++++ Task input ++++

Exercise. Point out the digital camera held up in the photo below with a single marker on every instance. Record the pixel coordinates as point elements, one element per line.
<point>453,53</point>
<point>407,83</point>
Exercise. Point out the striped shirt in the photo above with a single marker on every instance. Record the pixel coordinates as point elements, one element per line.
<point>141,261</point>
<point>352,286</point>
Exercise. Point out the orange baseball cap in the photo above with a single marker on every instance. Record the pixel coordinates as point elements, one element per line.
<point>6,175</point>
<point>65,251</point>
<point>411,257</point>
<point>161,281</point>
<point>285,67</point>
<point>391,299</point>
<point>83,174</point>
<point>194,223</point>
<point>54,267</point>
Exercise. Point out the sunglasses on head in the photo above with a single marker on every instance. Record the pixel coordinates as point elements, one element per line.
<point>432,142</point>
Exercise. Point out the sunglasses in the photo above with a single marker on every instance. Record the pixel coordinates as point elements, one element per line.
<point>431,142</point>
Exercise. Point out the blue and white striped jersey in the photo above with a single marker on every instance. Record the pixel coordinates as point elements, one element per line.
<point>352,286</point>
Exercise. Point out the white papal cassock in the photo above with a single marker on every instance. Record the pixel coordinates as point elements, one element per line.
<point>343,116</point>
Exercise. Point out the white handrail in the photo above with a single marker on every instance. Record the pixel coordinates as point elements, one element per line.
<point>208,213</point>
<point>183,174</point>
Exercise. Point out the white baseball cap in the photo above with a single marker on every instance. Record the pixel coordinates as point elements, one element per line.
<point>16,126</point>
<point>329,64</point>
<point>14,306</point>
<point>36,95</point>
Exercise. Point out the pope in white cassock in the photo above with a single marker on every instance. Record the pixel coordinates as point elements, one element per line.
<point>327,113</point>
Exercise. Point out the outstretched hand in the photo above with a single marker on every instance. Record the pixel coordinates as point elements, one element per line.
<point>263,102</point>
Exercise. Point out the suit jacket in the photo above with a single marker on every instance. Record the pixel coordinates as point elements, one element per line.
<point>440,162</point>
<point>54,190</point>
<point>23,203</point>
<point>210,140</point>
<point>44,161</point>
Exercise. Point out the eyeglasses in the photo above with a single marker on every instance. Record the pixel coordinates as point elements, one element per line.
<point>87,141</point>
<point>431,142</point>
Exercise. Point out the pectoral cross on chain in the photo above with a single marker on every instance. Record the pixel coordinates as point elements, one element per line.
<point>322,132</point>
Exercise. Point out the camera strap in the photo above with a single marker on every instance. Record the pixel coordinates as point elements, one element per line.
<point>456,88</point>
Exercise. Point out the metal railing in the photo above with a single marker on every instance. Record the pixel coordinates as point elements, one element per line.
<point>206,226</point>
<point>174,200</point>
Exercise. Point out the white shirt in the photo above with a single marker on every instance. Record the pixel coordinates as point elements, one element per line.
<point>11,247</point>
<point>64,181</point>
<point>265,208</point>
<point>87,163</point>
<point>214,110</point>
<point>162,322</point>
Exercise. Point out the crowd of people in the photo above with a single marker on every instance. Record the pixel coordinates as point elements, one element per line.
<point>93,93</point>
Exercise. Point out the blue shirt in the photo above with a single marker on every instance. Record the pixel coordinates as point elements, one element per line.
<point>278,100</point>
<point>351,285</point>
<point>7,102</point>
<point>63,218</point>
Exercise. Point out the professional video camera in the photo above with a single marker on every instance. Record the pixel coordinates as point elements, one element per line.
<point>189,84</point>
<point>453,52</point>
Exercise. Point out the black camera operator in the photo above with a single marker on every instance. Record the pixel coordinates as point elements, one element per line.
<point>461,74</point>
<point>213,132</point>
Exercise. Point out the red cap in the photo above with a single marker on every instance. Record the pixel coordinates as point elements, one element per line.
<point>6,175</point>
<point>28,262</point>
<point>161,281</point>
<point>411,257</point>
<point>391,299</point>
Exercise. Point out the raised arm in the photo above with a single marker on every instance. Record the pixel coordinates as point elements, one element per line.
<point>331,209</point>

++++

Stated problem =>
Reproduce all of the entries above word for word, without any alteration.

Result of the exercise =>
Exercise. Point out the digital camera held up in the photo below with a single marker on every instance. Record the pixel coordinates as point elements, one element per line.
<point>453,53</point>
<point>407,83</point>
Exercise. Point out the striped shirt in the photo above with a single marker on every instance. Record the pixel coordinates as point elements, one element per line.
<point>141,261</point>
<point>352,286</point>
Exercise. Point out the orange baseball cap in the photo above with a single marker on every instance. Record the pixel coordinates as point elements, one element per line.
<point>6,175</point>
<point>65,251</point>
<point>411,257</point>
<point>161,281</point>
<point>285,67</point>
<point>391,299</point>
<point>83,174</point>
<point>194,223</point>
<point>54,267</point>
Exercise. Point out the sunglasses on head in the photo above with a single marker on every instance. Record the pixel coordinates as point elements, one element per line.
<point>432,142</point>
Exercise. Point out the sunglasses in the photo above with a single marker on every instance. Record the pixel coordinates as point elements, one element per line.
<point>431,142</point>
Exercise. Point out the blue and white striped jersey in the photo above with a single marker on every instance. Record the pixel coordinates as point elements, one element per line.
<point>352,286</point>
Exercise. Point out the white papal cassock in the photo above with a single marker on every instance. Record the pixel coordinates as point elements, one element per line.
<point>343,116</point>
Exercise. Point out the white handrail in the photo above with a single marker on every instance. Record the pixel coordinates as point elements, one element per line.
<point>208,213</point>
<point>183,174</point>
Exercise. Point out the white baseball cap in the photo above with a single marker on every instance. Record the pixel coordinates as point elements, one element per line.
<point>16,126</point>
<point>329,64</point>
<point>14,306</point>
<point>36,95</point>
Exercise. Point out the pope in white cassock in the photo above with a single marker on every instance. Record the pixel coordinates as point elements, one element per line.
<point>327,113</point>
Exercise. Point out the outstretched hand in the photo above with a single marker on every instance. Record the pixel coordinates as point elements, one element per line.
<point>263,102</point>
Exercise. Point out the suit jacket in the photo above with a single marker on every instance. Record the pixel coordinates as point elements, one element per line.
<point>440,162</point>
<point>54,190</point>
<point>23,203</point>
<point>210,140</point>
<point>44,161</point>
Exercise. Point out the eyeglasses in the photo above with a single marker on every instance. Record the pixel coordinates as point elements, one element per line.
<point>87,141</point>
<point>431,142</point>
Exercise. Point out the pectoral cross on chain in the photo above with a single marker on every instance. Record the pixel coordinates as point elements, one element per line.
<point>322,132</point>
Exercise. Point out the camera strap in the photo above with a single marker on every instance. Record the pixel coordinates as point elements, one element per line.
<point>456,88</point>
Exercise. Point out the metal railing in the photo above with a single marker on every instance. Record the pixel coordinates as point elements, one element per line.
<point>206,226</point>
<point>174,200</point>
Exercise. Point out the white shirt in the photo above with a single marker on every instance. Record the pixel coordinates as point elements, one element per line.
<point>11,247</point>
<point>64,181</point>
<point>265,208</point>
<point>87,163</point>
<point>214,110</point>
<point>162,322</point>
Exercise. Point out the crowd of people in the photo above with a single marker on every instance. Record the pixel coordinates as point elements, one element per line.
<point>93,93</point>
Exercise. Point out the blue shirt in the photo above with a single marker on every instance. Record the pixel coordinates as point elements, one element per line.
<point>278,100</point>
<point>351,285</point>
<point>7,102</point>
<point>63,218</point>
Exercise. Point out the professional video camera in the photo above with a single marker on every instance. Record the pixel coordinates as point elements, one element per line.
<point>189,84</point>
<point>453,52</point>
Exercise. Point out the black camera operator in the photo above with a single marker on every instance. Record the pixel coordinates as point elements, one element per line.
<point>461,74</point>
<point>213,132</point>
Exercise. Point out the red cap in the photo above with a single marker on every instance. Record the pixel coordinates as point elements, one element per line.
<point>6,175</point>
<point>28,262</point>
<point>161,281</point>
<point>411,257</point>
<point>391,299</point>
Exercise. Point out the raised arm in the photo above with a single marker on every instance. Record the pixel coordinates as point elements, one element per line.
<point>331,209</point>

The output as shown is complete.